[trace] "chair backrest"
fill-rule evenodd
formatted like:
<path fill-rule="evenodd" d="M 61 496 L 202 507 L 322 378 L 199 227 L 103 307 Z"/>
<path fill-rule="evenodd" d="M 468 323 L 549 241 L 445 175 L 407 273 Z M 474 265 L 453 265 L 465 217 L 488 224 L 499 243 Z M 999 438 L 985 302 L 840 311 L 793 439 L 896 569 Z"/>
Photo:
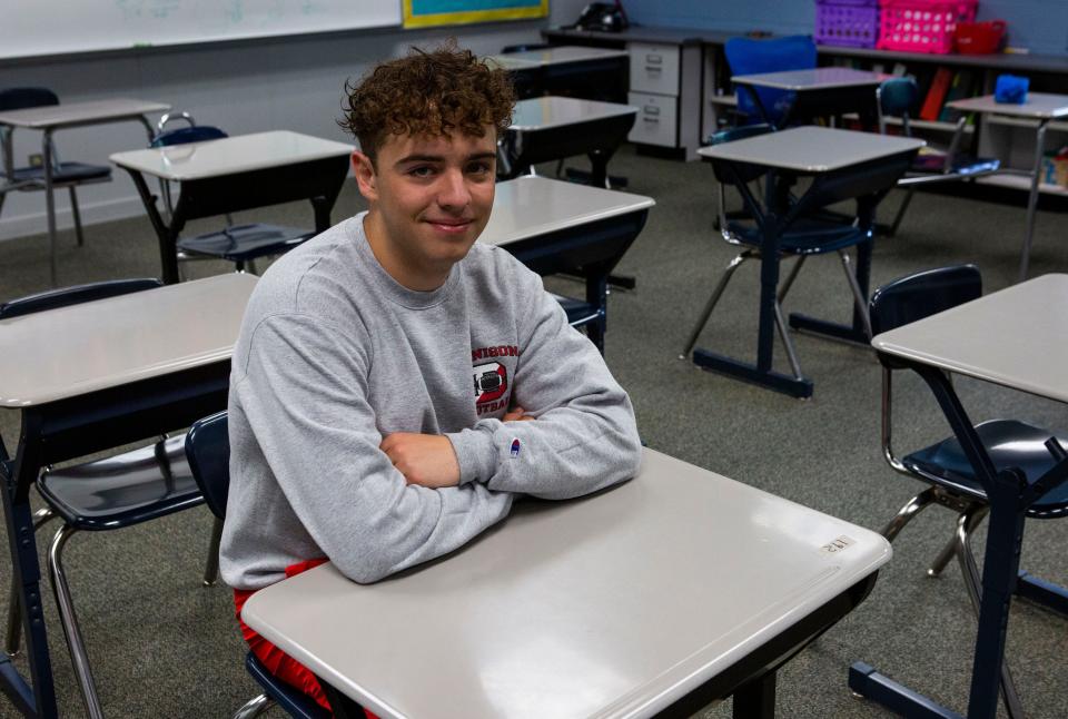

**Requirements:**
Convert every line of the listing above into a numbered list, omitting blank lines and leaving out the picture.

**The reply:**
1. [trace] "chair backrest"
2. fill-rule evenodd
3. formatted like:
4. <path fill-rule="evenodd" d="M 61 496 L 202 507 L 322 378 L 199 227 L 103 307 Z"/>
5. <path fill-rule="evenodd" d="M 468 323 L 549 241 L 445 175 L 407 273 Z M 474 265 L 453 265 L 465 217 L 488 224 L 499 243 Z M 999 438 L 985 302 L 840 311 L 793 439 L 896 569 Z"/>
6. Photo:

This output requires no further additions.